> Document excerpt:
Within final demand, prices for services stayed the same in November after rising 0.3% in October. Meanwhile, prices for goods jumped 0.9%, the largest increase since February 2024. Within the final demand services index, prices for bundled wired telecommunications access services moved up 4.6%, while margins for health, beauty and optical goods retailing fell 4.3%. Within the final demand goods index, prices for final demand energy climbed 4.6%, accounting for over 80% of the November increase. The price for gasoline was the primary contributor of that increase, surging 10.5%, while prices for residual fuels declined 8.6%.
Processed goods for intermediate demand stepped up 0.6% in November, the largest increase since July. Nearly three-fourths of the November advance can be attributed to a 12.4% jump in the prices for diesel fuel. The indexes for gasoline, primary nonferrous metals, commercial electric power, utility natural gas and jet fuel also rose. On the other hand, the prices for sugar and confectionary products decreased 1.3%. Over the year, the index for processed goods for intermediate demand rose 3.6%.
Meanwhile, prices for unprocessed goods for intermediate demand advanced 0.4% in November, the first increase since July. The growth was led by a 1.4% rise in unprocessed energy materials, with the 10.8% gain in the index for natural gas being a major factor. At the same time, prices for unprocessed foodstuffs and feedstuffs declined 0.9%. Over the year, prices for unprocessed goods for intermediate demand inched up 0.1%.
Inflation Rate Holds Steady in December
In December, consumer prices increased 0.3% from November and 2.7% over the year, unchanged from the 2.7% annual rise in November. Core CPI, which excludes more volatile energy and food prices, rose 0.2% from November and 2.6% over the year, also unchanged from the 2.6% 12-month increase in November.
Energy costs advanced 2.3% over the year in December, after rising 4.2% year-over-year in November. Within the energy index, gasoline prices declined 3.4% over the year, while fuel oil prices jumped 7.4%. Meanwhile, electricity prices increased 6.7% year-over-year, and natural gas prices surged 10.8%.

> Problem requirements:
Answer from the price report:
1. By what percentage did the price of gasoline within final demand energy rise in November?
2. What percentage jump in diesel fuel prices drove most of the November advance in processed goods for intermediate demand?
3. By how much did electricity prices increase year-over-year in December?
The items have no connection to the price report.

> Rows:
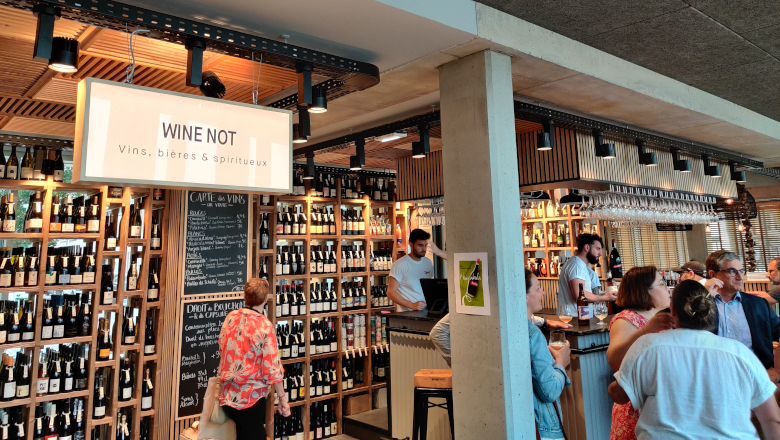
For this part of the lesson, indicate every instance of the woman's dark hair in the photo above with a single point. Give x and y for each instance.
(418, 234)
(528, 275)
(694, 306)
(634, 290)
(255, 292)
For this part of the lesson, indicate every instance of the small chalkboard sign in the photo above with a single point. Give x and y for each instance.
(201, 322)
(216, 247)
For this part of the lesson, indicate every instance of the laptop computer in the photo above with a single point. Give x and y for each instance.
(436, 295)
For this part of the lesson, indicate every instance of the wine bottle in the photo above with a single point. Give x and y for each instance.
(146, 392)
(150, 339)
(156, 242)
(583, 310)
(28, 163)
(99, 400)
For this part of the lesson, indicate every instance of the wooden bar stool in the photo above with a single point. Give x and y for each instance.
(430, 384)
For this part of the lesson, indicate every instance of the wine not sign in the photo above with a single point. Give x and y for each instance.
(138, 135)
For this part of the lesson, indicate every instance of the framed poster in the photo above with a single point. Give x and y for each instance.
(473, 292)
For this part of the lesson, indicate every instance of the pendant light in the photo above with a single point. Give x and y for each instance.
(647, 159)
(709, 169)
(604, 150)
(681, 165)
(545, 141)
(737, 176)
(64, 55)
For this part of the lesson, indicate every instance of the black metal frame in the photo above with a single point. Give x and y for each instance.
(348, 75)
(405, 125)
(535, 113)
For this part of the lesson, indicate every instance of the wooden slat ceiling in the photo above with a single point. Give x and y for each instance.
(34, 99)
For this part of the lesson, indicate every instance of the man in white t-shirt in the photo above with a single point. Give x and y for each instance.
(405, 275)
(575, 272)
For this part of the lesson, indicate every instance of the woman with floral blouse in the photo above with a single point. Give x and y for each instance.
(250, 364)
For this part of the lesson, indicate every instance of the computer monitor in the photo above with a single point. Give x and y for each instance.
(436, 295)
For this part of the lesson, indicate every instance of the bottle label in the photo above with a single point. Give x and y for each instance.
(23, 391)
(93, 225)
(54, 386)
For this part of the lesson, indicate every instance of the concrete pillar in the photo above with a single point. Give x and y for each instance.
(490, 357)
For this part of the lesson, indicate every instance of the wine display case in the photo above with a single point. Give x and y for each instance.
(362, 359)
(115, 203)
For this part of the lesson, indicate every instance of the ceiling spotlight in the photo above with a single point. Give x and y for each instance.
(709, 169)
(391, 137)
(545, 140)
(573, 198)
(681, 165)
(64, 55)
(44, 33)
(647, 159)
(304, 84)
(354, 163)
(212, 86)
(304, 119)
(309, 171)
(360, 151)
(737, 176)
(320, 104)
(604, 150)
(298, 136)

> Completed task:
1. 10.5%
2. 12.4%
3. 6.7%